------ MATÉRIEL FOURNI ------

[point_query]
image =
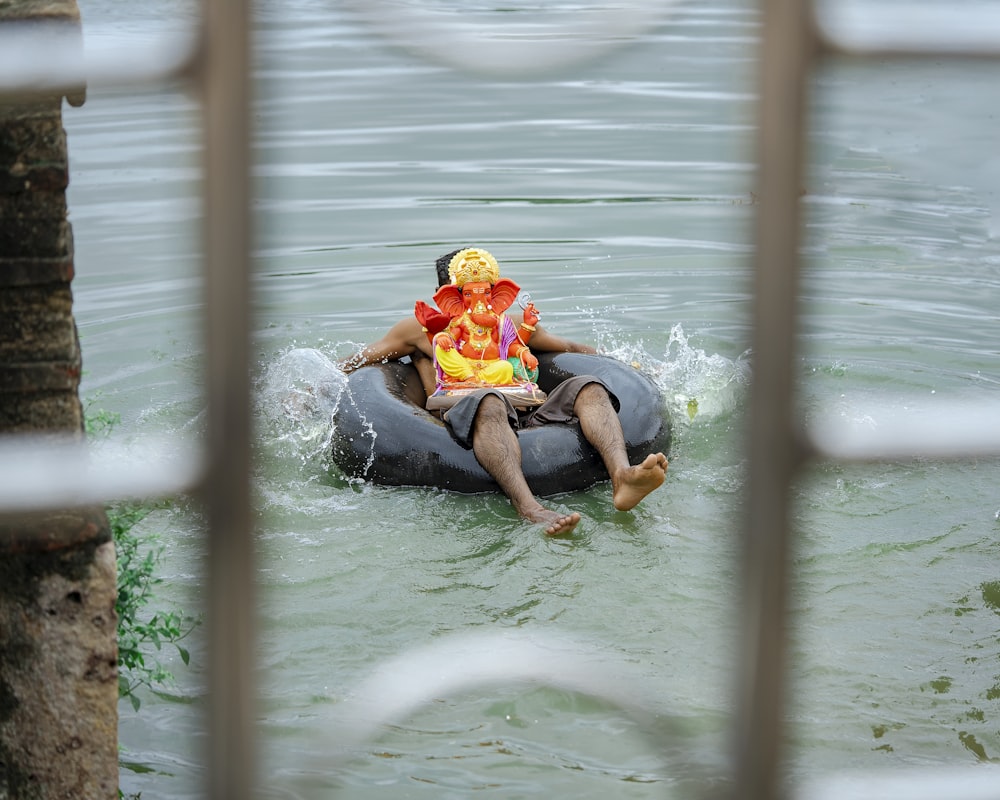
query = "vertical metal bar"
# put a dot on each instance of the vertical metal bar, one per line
(773, 452)
(231, 575)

------

Modifiez tout le matériel ci-dessus en remplaçant « vertical metal bar » par « vertical steel bar » partout, sans aucun autre changement. Reproduisez le résultat sans les images.

[point_query]
image =
query = "vertical steel bar"
# put a dot on each instance of the vertical steel bar, one per line
(773, 452)
(231, 575)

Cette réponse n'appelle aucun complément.